**Petunjuk Tugas**
(1) Terjemahkan kalimat berikut dari kutipan tentang bid’ah dan ilmu keislaman di bawah ke dalam bahasa Inggris: "Apakah dengan demikian semua ini harus ditolak dan kita anggap sebagai bid’ah dhalalah?"
(2) Jawablah pertanyaan berikut berdasarkan kutipan tentang bid’ah dan ilmu keislaman di bawah.
(a) Gelar kesarjanaan apa saja yang disebutkan?
(b) Istilah nasikh, mansukh, muhkam, dan mutasyabih menjadi istilah dalam ilmu apa?
(c) Ilmu apa yang disebut pada kalimat terakhir sebagai ilmu yang juga tidak termasuk bid’ah dhalalah?
(3) Teruskan kutipan tentang bid’ah dan ilmu keislaman di bawah, mulai dari kalimat terakhirnya.

**Kutipan Teks**
+ + +
Sebenarnya apabila gugatan di atas ini dibenarkan,
maka gugatan yang sama haruslah diarahkan terhadap seluruh bidang studi ilmu
keislaman termasuk ilmu Al-Quran, ilmu hadits, ilmu fiqih dan lain-lain.
Bukankah pada masa Rasulullah saw. dan masa sahabat belum pernah dikenal
istilah nasikh, mansukh, muhkam, mutasyabih dan lain-lain yang menjadi
istilah dalam ilmu tafsir Al-Quran. Belum pernah pula dikenal istilah qiyas,
istihsan, mu’aradhah, munaqadhah, thardu, syarath, sabab, ‘illat dan
lain-lain yang menjadi istilah dalam ilmu fiqih. Belum pernah pula dikenal
istilah jarh, ta’dil, ahad, mutawatir, masyhur, shahih, hasan,
dha’if, gharib dan lain-lain yang menjadi istilah dalam ilmu hadits. Belum
pernah pula dikenal jenjang pendidikan tingkat dasar, tingkat menengah, tingkat
atas dan perguruan tinggi, berikut gelar-gelar kesarjanaan seperti lc.,
magister dan doctor. Belum pernah dikenal pula ujian dengan pengajuan paper,
skripsi, tesis dan disertasi. Apakah dengan demikian semua ini harus ditolak
dan kita anggap sebagai bid’ah dhalalah? Pertanyaan ini kita jawab
dengan tegas, bahwa semuanya bukan
termasuk bid’ah dhalalah, termasuk pula ilmu tashawuf.
+ + +
**Entri Hasil Ekstraksi**
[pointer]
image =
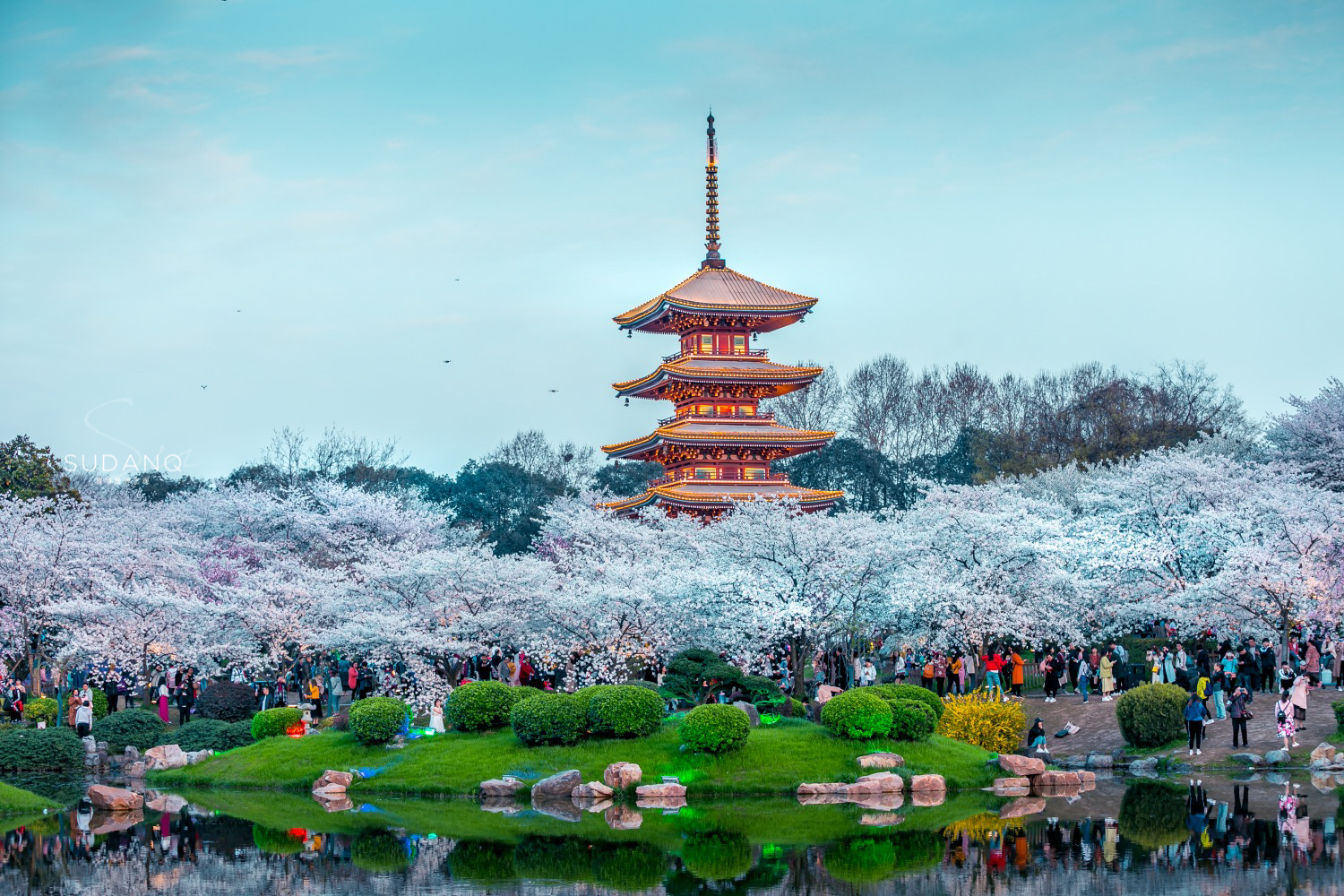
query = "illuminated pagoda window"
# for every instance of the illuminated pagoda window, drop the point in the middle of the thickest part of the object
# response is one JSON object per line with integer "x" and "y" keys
{"x": 718, "y": 447}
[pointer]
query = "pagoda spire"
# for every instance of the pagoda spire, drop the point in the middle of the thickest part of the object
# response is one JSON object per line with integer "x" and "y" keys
{"x": 711, "y": 199}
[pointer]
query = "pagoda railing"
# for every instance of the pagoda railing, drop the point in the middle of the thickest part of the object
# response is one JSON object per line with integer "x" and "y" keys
{"x": 766, "y": 417}
{"x": 753, "y": 352}
{"x": 687, "y": 477}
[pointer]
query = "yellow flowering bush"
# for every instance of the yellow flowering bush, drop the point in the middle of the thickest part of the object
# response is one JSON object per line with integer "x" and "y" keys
{"x": 983, "y": 720}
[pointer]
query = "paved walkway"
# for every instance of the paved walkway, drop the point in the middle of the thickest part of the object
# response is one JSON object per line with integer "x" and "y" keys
{"x": 1101, "y": 734}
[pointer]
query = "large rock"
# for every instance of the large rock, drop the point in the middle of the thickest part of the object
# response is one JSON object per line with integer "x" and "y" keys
{"x": 166, "y": 802}
{"x": 660, "y": 791}
{"x": 1021, "y": 766}
{"x": 591, "y": 790}
{"x": 332, "y": 778}
{"x": 882, "y": 761}
{"x": 1023, "y": 806}
{"x": 927, "y": 783}
{"x": 497, "y": 788}
{"x": 753, "y": 715}
{"x": 115, "y": 798}
{"x": 883, "y": 780}
{"x": 558, "y": 786}
{"x": 620, "y": 775}
{"x": 623, "y": 818}
{"x": 164, "y": 758}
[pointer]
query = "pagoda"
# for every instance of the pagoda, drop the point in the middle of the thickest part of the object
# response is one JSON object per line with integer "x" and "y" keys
{"x": 718, "y": 446}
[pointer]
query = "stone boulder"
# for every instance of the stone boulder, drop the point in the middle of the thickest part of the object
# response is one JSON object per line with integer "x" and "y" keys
{"x": 623, "y": 818}
{"x": 1023, "y": 806}
{"x": 753, "y": 715}
{"x": 164, "y": 758}
{"x": 593, "y": 790}
{"x": 331, "y": 778}
{"x": 620, "y": 775}
{"x": 497, "y": 788}
{"x": 1021, "y": 766}
{"x": 115, "y": 798}
{"x": 660, "y": 791}
{"x": 558, "y": 786}
{"x": 166, "y": 802}
{"x": 881, "y": 761}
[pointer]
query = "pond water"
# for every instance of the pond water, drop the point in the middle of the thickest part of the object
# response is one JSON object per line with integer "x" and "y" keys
{"x": 1124, "y": 837}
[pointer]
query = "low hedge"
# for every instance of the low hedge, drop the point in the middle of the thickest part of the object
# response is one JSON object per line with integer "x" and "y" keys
{"x": 274, "y": 723}
{"x": 625, "y": 712}
{"x": 139, "y": 728}
{"x": 209, "y": 734}
{"x": 226, "y": 702}
{"x": 1152, "y": 715}
{"x": 375, "y": 720}
{"x": 911, "y": 720}
{"x": 715, "y": 727}
{"x": 40, "y": 750}
{"x": 480, "y": 705}
{"x": 550, "y": 719}
{"x": 40, "y": 710}
{"x": 857, "y": 713}
{"x": 911, "y": 692}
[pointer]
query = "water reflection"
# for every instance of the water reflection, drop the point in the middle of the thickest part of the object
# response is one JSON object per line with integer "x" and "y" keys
{"x": 1145, "y": 837}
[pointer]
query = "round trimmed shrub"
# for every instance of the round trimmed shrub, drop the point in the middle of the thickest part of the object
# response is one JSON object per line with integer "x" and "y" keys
{"x": 631, "y": 866}
{"x": 375, "y": 720}
{"x": 717, "y": 855}
{"x": 911, "y": 720}
{"x": 480, "y": 705}
{"x": 279, "y": 842}
{"x": 548, "y": 719}
{"x": 1152, "y": 715}
{"x": 857, "y": 715}
{"x": 139, "y": 728}
{"x": 209, "y": 734}
{"x": 274, "y": 723}
{"x": 40, "y": 710}
{"x": 379, "y": 850}
{"x": 715, "y": 727}
{"x": 911, "y": 692}
{"x": 40, "y": 750}
{"x": 226, "y": 702}
{"x": 625, "y": 712}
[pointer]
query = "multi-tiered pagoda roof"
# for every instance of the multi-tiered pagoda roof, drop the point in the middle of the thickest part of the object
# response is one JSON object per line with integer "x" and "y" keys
{"x": 718, "y": 447}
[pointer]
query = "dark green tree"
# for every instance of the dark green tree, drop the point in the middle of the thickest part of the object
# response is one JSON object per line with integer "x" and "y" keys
{"x": 504, "y": 500}
{"x": 29, "y": 471}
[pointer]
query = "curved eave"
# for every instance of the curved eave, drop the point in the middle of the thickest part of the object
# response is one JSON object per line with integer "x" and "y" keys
{"x": 804, "y": 440}
{"x": 811, "y": 498}
{"x": 792, "y": 376}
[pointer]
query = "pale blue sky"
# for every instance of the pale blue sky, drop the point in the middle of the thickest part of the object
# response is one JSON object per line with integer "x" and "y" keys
{"x": 383, "y": 185}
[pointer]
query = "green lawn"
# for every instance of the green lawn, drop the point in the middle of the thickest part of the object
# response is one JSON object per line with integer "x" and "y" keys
{"x": 13, "y": 801}
{"x": 774, "y": 761}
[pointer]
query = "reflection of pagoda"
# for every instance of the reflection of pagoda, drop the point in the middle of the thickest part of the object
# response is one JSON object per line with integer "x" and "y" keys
{"x": 718, "y": 447}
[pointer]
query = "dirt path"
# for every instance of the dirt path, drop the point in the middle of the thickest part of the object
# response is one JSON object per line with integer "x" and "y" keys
{"x": 1101, "y": 734}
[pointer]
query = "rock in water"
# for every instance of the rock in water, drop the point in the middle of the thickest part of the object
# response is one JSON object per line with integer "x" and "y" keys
{"x": 115, "y": 798}
{"x": 558, "y": 786}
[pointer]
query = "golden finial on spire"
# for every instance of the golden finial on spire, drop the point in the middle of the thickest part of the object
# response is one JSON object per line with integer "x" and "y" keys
{"x": 711, "y": 199}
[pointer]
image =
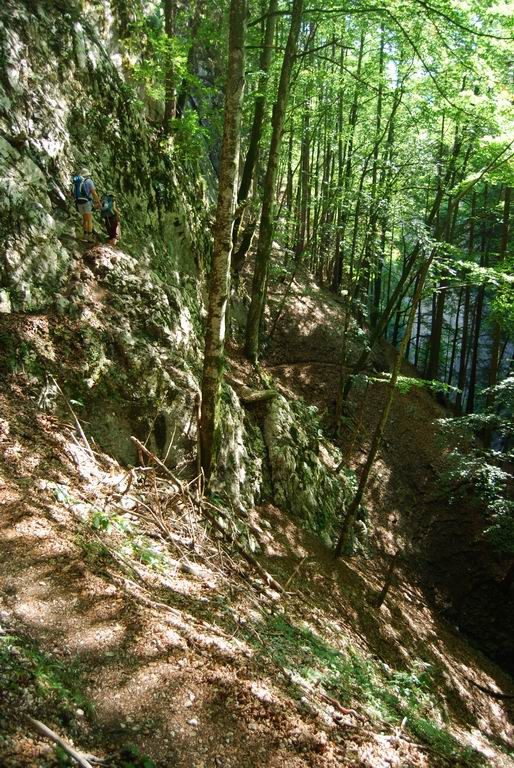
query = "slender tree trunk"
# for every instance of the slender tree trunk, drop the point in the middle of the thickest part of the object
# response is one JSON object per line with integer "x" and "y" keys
{"x": 170, "y": 81}
{"x": 263, "y": 255}
{"x": 352, "y": 120}
{"x": 461, "y": 381}
{"x": 351, "y": 514}
{"x": 258, "y": 116}
{"x": 494, "y": 364}
{"x": 220, "y": 269}
{"x": 191, "y": 57}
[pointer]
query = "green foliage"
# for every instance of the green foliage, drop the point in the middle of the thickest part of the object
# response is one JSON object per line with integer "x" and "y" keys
{"x": 54, "y": 683}
{"x": 486, "y": 471}
{"x": 132, "y": 757}
{"x": 387, "y": 695}
{"x": 405, "y": 384}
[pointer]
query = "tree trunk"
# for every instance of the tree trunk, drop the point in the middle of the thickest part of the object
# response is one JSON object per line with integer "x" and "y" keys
{"x": 351, "y": 514}
{"x": 494, "y": 364}
{"x": 258, "y": 115}
{"x": 263, "y": 255}
{"x": 220, "y": 269}
{"x": 170, "y": 84}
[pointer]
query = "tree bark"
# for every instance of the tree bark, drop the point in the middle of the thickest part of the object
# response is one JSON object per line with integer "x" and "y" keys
{"x": 220, "y": 269}
{"x": 170, "y": 84}
{"x": 263, "y": 255}
{"x": 258, "y": 115}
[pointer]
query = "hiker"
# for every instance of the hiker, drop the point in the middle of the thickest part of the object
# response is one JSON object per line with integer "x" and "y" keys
{"x": 85, "y": 195}
{"x": 111, "y": 217}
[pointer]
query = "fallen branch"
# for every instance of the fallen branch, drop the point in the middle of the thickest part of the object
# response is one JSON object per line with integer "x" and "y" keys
{"x": 490, "y": 691}
{"x": 263, "y": 573}
{"x": 159, "y": 463}
{"x": 75, "y": 418}
{"x": 85, "y": 761}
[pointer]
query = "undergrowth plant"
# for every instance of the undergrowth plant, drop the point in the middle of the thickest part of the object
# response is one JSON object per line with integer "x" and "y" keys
{"x": 388, "y": 696}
+ + +
**Jawaban per Tugas**
(1) Does this, then, mean that all of these must be rejected and that we should regard them as bid’ah dhalalah?

(2)
(a) Lc., magister, dan doctor.
(b) Ilmu tafsir Al-Quran.
(c) Ilmu tashawuf.

(3)
“Ilmu
tashawuf dan isyarat serta hakikat-hakikat dan hal-hal yang mendetail yang
dimiliki oleh Ahlussunnah Wal-Jama’ah, tidak dimiliki sedikit pun oleh kalangan
Ahlulbid’ah. Kalangan Ahlulbid’ah terhalang dari menerima faedah tashawuf
seperti ketenangan, halawah, sakinah, dan thuma’ninah.
Abu Abdirrahman Al-Sulami telah menyebutkan di
antara guru-guru kaum shufi hampir seribu orang. Ia telah menghimpun
isyarat-isyarat dan hadits-hadits mereka. Secara umum di kalangan mereka tidak
ditemukan seorang yang dinisbahkan terhadap bagian dari kelompok Qadariyah,
Rafidhah dan Khawarij.”[7]
D. Tashawuf
Dan Kehidupan
Allah menciptakan manusia untuk memikul tugas
kekhalifahan di bumi. Tugas kekhalifahan yang harus disertai dengan nilai-nilai
penghambaan (‘ubudiyyah) diri kepada Allah, sehingga dapat mengantarkan
dirinya kepada-Nya. Dan manusia tidak akan dapat sampai kepada Allah tanpa
penghambaan diri yang murni dan tulus kepada Allah.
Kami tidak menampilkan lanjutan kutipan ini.